Source extract:
******
In the British Army the definition of a troop varies by corps.

- Household Cavalry and Royal Armoured Corps: Three or four armoured fighting vehicles commanded by a subaltern, i.e. effectively the same level element as an infantry platoon. A unit of two to four guns or launchers, or an equivalent headquarters unit.
- Royal Artillery: A half-battery. In the Royal Horse Artillery, a troop used to be the equivalent to a battery in other artillery units.
- Royal Engineers, Royal Corps of Signals, Royal Logistic Corps, Special Air Service, and Honourable Artillery Company (and formerly the Royal Corps of Transport): A unit equivalent in size to a platoon in other corps, divided into sections or patrols. The Royal Engineers and Royal Corps of Signals used platoons instead until after World War II.

Other Army corps do not use the term.

In the Royal Marines, a troop is the equivalent to an Army platoon; a carryover from the organisation of the British Commandos in World War II.

In the Canadian Army, a troop is the equivalent of a platoon within the armoured, artillery, engineer, and signals branches. Two to four troops comprise the main elements of a squadron.

In the United States Army, in the cavalry branch, a troop is the equivalent unit to the infantry company, commanded by a captain and consisting of three or four platoons, and are called a troop within a regiment. Companies were renamed troops in 1883. In some instances, an infantry company may be titled as a "troop" due to its presence in a cavalry squadron; this is typically the case for the dismounted reconnaissance troop (DRT) of a RSTA squadron, in which an infantry company-sized element is part of a cavalry-branched squadron.

==Troops in civilian organizations==
In the United States, state police forces are often regionally divided into troops. This usage came from these organizations modelling themselves on the US Army, and especially the older cavalry units. For this same reason the state police and highway patrol personnel of most states are known as "troopers" rather than "officers".

In Scouting, a scout troop is a unit made up of scouts or guides from the same locality under a leader. In the case of Guides, the term "company" is used more often, and was used by the founder in his first books about guiding.
******
The problem: In the extract on the term "troop," rewrite the paragraph beginning "In the United States Army, in the cavalry branch" as a short bulleted list that keeps its main facts.
******
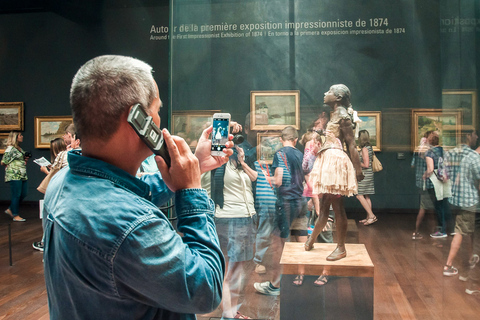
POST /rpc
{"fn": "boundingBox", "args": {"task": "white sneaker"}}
[253,281,280,296]
[255,264,267,274]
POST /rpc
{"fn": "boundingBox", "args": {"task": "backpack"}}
[432,150,448,181]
******
Written answer:
- In the US Army's cavalry branch, a troop is equivalent to an infantry company.
- It is commanded by a captain and has three or four platoons.
- Within a regiment, such a unit is called a troop.
- Companies were renamed troops in 1883.
- An infantry company may be titled a "troop" when it belongs to a cavalry squadron. This is typical of the dismounted reconnaissance troop (DRT) of a RSTA squadron.